- **WHAT TO WORK ON**:
From the entries that follow, pick out all lines holding "orange".

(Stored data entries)
□ □ □ □ □

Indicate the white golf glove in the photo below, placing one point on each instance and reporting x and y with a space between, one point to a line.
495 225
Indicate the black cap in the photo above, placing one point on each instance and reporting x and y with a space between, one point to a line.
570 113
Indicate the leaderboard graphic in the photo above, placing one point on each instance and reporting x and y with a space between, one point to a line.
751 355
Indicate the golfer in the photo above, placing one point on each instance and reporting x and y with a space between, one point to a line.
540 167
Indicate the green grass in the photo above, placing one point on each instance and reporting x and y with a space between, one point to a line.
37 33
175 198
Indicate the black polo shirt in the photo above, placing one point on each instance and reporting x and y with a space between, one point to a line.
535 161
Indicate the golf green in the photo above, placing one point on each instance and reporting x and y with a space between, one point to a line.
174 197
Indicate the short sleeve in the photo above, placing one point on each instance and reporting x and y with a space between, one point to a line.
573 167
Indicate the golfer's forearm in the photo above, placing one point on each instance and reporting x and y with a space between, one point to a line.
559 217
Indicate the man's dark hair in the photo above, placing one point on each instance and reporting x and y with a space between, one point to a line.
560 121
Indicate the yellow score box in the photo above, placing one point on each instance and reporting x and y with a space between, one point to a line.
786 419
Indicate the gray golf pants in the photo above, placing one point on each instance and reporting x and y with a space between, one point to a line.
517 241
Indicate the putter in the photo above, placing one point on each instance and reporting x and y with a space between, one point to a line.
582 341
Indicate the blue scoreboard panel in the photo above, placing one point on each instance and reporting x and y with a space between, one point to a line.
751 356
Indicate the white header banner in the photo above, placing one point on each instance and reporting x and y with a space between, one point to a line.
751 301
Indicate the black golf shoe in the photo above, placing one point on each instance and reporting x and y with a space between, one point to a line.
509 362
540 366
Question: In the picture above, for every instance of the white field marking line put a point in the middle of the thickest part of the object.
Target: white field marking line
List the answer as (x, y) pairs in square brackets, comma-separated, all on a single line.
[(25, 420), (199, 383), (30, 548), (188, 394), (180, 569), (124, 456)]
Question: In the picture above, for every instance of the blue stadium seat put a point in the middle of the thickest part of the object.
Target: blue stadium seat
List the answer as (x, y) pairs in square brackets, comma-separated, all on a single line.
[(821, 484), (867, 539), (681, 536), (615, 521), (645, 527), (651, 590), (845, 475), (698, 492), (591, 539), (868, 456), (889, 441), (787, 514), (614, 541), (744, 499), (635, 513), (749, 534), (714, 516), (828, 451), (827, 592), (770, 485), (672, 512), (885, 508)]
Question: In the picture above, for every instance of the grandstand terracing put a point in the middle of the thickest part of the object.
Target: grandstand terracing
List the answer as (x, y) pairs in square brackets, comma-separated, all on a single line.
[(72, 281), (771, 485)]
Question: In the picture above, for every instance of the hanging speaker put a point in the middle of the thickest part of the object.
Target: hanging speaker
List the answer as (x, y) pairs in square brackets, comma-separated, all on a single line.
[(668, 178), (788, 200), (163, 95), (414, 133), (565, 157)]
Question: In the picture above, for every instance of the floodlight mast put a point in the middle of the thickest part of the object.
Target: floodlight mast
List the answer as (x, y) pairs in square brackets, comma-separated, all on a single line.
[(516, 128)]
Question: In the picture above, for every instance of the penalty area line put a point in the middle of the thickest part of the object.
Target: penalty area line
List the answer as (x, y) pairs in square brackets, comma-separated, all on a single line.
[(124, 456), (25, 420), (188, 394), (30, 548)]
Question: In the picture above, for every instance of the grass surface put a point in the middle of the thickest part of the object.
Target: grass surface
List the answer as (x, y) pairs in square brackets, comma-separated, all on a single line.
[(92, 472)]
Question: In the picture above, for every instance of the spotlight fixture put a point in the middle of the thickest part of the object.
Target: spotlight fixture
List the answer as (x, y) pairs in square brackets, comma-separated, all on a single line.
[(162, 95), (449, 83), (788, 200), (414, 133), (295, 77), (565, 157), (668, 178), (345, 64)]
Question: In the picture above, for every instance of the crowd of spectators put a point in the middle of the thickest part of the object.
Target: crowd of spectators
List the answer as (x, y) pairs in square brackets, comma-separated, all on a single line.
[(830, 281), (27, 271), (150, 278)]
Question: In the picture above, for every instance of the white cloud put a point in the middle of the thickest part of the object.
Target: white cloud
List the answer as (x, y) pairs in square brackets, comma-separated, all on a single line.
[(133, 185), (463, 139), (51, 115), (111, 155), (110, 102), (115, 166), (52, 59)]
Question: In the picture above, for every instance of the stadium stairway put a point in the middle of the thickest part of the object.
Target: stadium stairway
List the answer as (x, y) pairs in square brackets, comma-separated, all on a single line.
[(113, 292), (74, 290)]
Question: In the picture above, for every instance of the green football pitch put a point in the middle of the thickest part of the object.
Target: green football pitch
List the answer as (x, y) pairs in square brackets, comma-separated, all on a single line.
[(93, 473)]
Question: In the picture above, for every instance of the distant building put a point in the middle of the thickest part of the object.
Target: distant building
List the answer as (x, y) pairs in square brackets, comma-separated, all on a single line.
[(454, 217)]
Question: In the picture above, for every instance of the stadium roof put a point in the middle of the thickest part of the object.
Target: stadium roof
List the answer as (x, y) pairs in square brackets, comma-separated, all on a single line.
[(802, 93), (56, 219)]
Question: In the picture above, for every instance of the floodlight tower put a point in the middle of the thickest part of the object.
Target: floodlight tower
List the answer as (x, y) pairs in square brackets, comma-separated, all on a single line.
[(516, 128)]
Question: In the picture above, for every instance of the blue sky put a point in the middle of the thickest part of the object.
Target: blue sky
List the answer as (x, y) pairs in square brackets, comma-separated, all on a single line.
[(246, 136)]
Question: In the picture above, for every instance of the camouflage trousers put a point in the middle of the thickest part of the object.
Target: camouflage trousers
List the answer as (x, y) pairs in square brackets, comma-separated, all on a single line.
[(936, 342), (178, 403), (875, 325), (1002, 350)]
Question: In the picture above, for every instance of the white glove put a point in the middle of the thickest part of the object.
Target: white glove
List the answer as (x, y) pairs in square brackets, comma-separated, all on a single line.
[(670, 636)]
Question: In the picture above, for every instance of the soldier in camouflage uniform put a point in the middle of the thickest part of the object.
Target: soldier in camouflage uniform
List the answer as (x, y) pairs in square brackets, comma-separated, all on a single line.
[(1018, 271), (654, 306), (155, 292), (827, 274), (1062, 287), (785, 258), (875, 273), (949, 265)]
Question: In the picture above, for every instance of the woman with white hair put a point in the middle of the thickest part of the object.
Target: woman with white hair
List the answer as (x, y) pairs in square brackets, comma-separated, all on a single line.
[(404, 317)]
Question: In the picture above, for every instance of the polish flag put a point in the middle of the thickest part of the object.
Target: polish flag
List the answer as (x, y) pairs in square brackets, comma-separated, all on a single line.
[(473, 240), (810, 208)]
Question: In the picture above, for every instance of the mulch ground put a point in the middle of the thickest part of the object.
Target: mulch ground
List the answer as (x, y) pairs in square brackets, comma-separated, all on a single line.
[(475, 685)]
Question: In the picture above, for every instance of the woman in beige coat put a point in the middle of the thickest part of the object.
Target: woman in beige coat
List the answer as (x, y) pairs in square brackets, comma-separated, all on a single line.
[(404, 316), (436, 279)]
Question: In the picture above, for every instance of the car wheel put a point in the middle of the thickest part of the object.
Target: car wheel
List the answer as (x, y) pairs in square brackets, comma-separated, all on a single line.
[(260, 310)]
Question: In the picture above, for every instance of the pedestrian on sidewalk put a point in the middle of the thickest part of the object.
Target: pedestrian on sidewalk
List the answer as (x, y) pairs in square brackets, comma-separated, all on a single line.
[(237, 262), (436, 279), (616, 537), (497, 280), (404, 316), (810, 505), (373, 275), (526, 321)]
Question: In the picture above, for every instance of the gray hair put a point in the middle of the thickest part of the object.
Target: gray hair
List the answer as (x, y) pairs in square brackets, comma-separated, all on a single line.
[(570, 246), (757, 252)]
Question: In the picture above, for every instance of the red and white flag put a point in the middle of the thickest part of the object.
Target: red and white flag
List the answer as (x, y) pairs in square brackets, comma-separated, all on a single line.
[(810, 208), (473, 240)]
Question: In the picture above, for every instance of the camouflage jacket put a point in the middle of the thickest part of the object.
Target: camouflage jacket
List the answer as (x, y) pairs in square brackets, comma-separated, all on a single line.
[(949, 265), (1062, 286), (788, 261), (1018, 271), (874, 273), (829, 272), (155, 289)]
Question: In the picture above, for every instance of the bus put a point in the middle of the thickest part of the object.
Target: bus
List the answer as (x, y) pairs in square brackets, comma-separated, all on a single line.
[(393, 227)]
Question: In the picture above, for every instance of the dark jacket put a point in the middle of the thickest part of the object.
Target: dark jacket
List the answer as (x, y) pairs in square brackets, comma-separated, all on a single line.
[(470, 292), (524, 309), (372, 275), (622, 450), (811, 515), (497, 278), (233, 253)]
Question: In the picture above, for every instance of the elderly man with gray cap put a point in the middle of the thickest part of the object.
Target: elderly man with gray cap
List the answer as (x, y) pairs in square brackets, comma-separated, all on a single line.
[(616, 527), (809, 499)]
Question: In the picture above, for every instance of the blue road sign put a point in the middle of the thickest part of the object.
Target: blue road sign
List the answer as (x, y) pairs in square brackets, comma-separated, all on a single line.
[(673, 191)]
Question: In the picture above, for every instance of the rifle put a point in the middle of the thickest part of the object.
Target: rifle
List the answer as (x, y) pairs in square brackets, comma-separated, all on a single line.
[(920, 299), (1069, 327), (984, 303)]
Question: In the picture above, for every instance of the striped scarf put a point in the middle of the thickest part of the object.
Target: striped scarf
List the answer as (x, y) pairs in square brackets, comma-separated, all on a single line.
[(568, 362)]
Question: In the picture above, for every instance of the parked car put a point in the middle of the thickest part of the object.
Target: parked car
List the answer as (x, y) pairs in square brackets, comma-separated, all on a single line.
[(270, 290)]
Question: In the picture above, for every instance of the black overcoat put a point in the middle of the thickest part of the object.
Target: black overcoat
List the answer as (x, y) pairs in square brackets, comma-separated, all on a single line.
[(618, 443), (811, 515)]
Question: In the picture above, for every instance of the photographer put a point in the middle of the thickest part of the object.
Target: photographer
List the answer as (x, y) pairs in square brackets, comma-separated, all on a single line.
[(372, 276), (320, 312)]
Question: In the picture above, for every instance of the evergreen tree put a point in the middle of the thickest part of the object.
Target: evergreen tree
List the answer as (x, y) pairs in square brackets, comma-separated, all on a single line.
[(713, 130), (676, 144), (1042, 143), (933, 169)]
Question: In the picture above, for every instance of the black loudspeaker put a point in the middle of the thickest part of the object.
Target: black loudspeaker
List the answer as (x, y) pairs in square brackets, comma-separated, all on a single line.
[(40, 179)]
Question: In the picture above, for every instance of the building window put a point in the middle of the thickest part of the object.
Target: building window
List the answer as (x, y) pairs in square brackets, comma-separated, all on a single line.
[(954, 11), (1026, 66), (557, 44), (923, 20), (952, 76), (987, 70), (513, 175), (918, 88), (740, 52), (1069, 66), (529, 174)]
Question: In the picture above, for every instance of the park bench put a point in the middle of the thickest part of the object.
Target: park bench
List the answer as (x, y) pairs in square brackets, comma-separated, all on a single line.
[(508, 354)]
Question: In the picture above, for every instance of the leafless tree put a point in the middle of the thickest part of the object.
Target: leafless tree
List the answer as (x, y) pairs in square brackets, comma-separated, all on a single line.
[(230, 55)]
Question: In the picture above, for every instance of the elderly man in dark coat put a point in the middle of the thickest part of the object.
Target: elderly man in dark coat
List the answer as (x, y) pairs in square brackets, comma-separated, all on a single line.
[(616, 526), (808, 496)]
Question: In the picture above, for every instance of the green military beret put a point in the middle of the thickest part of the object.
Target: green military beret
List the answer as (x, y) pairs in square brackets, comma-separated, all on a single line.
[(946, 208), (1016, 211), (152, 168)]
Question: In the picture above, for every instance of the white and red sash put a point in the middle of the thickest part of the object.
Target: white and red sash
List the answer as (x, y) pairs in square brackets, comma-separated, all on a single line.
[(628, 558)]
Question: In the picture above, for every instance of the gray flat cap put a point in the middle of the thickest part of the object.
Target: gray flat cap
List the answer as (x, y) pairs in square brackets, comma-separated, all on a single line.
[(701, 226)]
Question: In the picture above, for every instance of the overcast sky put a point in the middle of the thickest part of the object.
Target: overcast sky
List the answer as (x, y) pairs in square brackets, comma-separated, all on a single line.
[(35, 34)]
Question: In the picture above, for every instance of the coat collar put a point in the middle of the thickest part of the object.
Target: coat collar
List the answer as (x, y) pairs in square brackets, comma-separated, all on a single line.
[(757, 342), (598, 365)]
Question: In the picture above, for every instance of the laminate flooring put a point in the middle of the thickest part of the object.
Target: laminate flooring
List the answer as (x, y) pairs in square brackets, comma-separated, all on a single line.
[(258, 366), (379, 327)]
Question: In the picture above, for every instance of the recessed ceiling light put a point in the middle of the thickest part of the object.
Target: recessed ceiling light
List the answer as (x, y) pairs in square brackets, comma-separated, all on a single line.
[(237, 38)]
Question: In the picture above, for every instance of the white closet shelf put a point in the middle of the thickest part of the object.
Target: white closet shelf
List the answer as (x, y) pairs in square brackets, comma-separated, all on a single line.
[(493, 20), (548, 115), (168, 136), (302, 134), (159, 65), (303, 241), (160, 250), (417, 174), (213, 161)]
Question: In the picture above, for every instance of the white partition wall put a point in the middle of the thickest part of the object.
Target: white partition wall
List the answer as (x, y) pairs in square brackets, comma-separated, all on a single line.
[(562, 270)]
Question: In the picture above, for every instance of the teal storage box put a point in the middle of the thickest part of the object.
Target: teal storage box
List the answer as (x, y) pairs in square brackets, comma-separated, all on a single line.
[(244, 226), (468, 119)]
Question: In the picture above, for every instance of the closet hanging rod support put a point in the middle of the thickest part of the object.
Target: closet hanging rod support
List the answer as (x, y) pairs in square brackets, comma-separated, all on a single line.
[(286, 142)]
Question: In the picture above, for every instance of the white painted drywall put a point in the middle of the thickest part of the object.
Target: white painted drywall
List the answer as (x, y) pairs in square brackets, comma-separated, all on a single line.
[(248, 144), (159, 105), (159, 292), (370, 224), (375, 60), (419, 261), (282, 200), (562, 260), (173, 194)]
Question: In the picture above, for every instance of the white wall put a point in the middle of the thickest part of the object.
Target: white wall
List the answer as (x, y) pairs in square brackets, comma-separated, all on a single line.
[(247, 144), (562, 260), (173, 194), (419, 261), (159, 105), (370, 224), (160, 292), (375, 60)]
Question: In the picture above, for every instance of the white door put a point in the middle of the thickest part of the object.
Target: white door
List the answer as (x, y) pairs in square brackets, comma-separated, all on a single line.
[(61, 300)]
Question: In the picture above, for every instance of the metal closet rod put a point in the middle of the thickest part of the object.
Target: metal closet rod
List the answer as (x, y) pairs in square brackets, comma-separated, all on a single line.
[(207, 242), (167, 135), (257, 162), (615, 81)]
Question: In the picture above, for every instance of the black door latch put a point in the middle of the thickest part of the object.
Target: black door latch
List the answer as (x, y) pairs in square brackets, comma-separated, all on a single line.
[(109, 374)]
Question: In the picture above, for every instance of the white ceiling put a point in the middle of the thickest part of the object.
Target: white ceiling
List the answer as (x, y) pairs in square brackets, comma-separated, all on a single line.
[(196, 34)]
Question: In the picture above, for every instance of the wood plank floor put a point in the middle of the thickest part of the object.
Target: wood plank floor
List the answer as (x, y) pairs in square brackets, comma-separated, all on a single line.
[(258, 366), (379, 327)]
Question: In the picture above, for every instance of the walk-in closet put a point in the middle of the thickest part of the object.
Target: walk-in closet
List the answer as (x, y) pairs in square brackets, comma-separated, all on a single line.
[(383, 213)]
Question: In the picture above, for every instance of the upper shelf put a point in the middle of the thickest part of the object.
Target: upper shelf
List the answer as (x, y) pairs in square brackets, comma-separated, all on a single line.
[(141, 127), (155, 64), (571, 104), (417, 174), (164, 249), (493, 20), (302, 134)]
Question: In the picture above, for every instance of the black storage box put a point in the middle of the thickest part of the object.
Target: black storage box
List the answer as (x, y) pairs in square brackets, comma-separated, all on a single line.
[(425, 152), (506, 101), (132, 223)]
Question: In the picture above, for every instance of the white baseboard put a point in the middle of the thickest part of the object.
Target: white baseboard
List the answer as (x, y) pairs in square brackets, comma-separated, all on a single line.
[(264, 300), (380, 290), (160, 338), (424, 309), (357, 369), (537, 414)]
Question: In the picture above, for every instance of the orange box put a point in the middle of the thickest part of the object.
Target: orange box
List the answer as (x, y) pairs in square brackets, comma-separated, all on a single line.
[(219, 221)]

□ □ □ □ □

- **TASK RESPONSE**:
Question: In the picture above, for every instance of the orange box put a point in the middle of the thickest part of the object.
Target: orange box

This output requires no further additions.